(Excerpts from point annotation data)
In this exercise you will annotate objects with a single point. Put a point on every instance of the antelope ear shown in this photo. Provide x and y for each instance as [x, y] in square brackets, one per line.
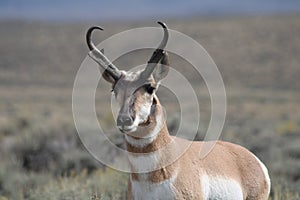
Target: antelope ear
[108, 77]
[162, 69]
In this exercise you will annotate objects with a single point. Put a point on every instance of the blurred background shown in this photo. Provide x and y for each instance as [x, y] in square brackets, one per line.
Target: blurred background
[255, 44]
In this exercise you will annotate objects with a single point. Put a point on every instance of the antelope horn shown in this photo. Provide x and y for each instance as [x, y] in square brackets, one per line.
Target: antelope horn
[99, 57]
[157, 54]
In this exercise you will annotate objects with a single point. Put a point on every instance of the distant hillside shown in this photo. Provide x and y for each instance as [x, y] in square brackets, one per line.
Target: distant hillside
[252, 52]
[136, 9]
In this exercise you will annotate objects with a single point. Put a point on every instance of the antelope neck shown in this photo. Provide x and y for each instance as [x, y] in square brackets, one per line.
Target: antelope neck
[154, 132]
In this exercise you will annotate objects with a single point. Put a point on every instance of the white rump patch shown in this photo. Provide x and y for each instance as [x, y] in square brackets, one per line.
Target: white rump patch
[220, 188]
[266, 173]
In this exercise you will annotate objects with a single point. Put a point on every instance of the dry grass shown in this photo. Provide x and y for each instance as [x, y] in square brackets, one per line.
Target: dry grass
[259, 61]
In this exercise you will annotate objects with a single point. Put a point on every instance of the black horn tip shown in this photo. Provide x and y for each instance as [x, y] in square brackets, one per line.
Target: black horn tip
[89, 36]
[162, 24]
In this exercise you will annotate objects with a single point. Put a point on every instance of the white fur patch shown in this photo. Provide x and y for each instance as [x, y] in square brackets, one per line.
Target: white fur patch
[220, 188]
[145, 162]
[157, 191]
[265, 170]
[142, 142]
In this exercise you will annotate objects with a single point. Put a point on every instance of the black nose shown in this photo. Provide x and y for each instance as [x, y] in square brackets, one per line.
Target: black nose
[124, 120]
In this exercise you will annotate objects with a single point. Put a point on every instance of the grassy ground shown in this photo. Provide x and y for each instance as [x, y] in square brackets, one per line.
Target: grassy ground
[41, 154]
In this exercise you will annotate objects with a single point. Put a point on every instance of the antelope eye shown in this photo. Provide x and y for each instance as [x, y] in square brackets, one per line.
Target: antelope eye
[149, 89]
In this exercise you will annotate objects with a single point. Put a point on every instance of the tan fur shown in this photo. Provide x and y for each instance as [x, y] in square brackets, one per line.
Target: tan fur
[226, 160]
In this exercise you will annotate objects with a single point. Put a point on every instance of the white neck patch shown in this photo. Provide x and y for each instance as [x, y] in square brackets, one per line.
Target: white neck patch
[142, 142]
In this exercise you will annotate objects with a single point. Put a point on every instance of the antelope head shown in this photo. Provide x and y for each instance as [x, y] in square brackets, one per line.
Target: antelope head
[134, 91]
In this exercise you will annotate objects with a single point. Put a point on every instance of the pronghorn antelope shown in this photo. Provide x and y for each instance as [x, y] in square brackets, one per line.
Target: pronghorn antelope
[229, 171]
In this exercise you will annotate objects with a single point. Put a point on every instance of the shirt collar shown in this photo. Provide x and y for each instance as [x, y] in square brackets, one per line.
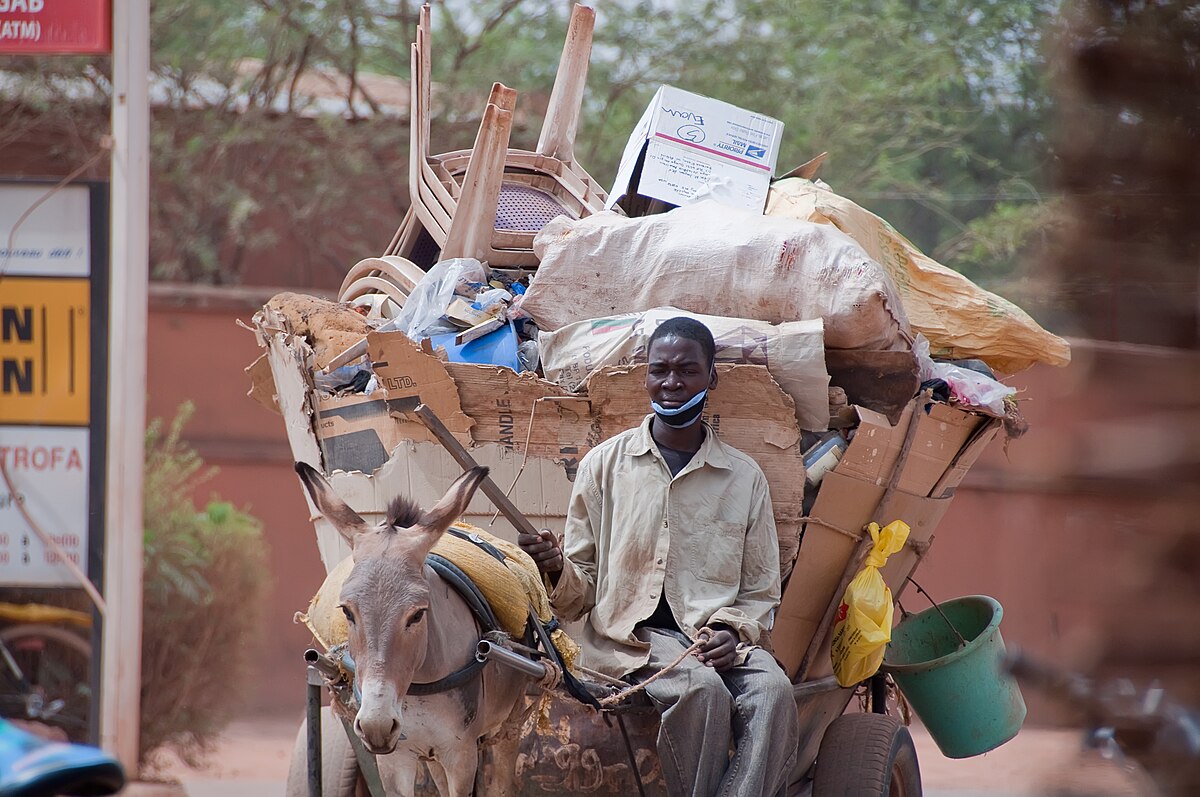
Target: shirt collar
[712, 451]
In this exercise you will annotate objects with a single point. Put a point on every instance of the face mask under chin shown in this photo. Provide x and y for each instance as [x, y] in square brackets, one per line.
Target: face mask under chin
[682, 417]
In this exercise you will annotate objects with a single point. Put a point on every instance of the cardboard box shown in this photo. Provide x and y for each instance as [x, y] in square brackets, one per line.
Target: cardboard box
[534, 426]
[693, 148]
[946, 441]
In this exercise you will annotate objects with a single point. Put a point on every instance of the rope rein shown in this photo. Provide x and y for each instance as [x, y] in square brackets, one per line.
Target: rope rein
[637, 687]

> **WRITTEN REQUEST**:
Each entry gets copied exactly; the pictures stay out.

> **EXPECTED ANSWER**:
In this exercise you will annotate objects with a single point. Put a point on every instance of the antelope ear shown in this photo. Provide x and y for each instance as [x, y] in square brackets, one per line.
Target: antelope ear
[108, 77]
[162, 69]
In this exercise you will annotate objects with a single point. Put a point on every instance of the blurred background shown in this photo. Provide x and y for each instance as [x, y] in square brackets, one per line.
Target: blurred background
[255, 44]
In this exercise you will annotate objects with a single point. Put a point on every instance of the antelope horn shown in this photo. Provide x and y for each instance as [x, y] in square brackets, one per line.
Target: antelope horn
[99, 57]
[157, 54]
In this exercise you will annotate objects with a single point. Put a point on every instance of the distant hillside shown in this photo. Provide x and y for each instance as [x, y] in square brackets, one per line.
Target: distant hillside
[252, 52]
[136, 9]
In this exercise you will annotate objects with a single point. Put a point on every instance of the antelope neck shown in this photo. Provide x and y for each instance as [x, y] in square brackets, one per line.
Target: antelope neck
[154, 132]
In this exercise you will annotate objects with a single point. Put a point on every instance of the white rump patch shown in this photo. Provide x and y for each instance as [x, y] in square brackets, one per line.
Target: white rump patch
[220, 188]
[266, 173]
In this exercise you will annotate objects with a single point. Put a point on every instance of the dry grass shown in this photo. Provide x and y for each instance as [x, y] in square brackets, one per line.
Target: dry grass
[259, 61]
In this exercise you will annotate objects with a single point. Put a point on every instance of the black horn tip shown in this photo. Provide x and y for each instance as [x, y] in square brackets, one per line.
Target: black horn tip
[89, 36]
[162, 24]
In this exercise you will annotate objects with a single point. Put a point on every instance of the white fur patch shown in this photo. Provide x and y for each instance as [x, y] in square brackets, one per line.
Target: white fur patch
[220, 188]
[145, 162]
[157, 191]
[265, 170]
[142, 142]
In this exercise you will annotate objects with a single point. Put a point on every instance of the black nose shown in this photo. Provide x and y for each instance as [x, y] in square brackets, one per line.
Target: black nose
[124, 120]
In this exercise you will annotate objects with a single point. Put a point on every instance of the grassy ground shown in this photo. Provide x and y for each instance as [x, y] in square brackets, one per line.
Target: grassy ground
[41, 154]
In this exercise you will annotate objects with a single point. Put a point on every instance of the antelope eye shown in this photo. Provide x and y for each instance as [x, y] in square brackets, one per line.
Target: antelope eye
[149, 89]
In this exercise you will annotate objects with a single point. Put a point on every instance of the tan fur shown in this photo. Provide x and y for each instance as [x, y] in square brackets, one per line.
Target: tan fur
[226, 160]
In this exercise you will annotate objects with a single point. Put a point on every instance of the white neck patch shown in this photo. Provide x and y for each instance as [x, y] in square brackets, one per line.
Target: white neck patch
[142, 142]
In this exercise you will annotate objects with a single point. Put a point on every instance of the antelope head shown in this photo. Provide x and y for each instance as [x, y] in square brackets, one per line.
Target: antelope head
[134, 91]
In this exercise you will annotate objects with a single point. Put a point on every instance of the pronghorn antelope shown in this photo. Provide x and y for each instance as [x, y] in square brackets, one per line.
Target: pronghorn antelope
[229, 171]
In this exercise you will annotate objects with a single point. Put a point on every instance of the shirt collar shown in this photo. Provide x and y for each instance as [x, y] in square brackets, one per line.
Target: shirt collar
[712, 451]
In this exercise you will annotate objects with a single point. Put a point on every instance of the face mask under chin shown in this photo. Provide x and y for each instance as [x, y] in square brackets, one per line.
Target: face mask under chin
[682, 417]
In this exercise you will annotate objects with a single point. Put a point on every instance of the cardboard box shown in this photo. Provide x and y for each instance as [x, y] in square brackets, one per line.
Target: cardboard box
[534, 426]
[693, 148]
[946, 441]
In this exercise you will annotate objects with a single point. Put a point on every instance of the rope rein shown in this photo. Provide x and y for each instance as [x, y] in square brackets, one per line.
Target: rope rein
[637, 687]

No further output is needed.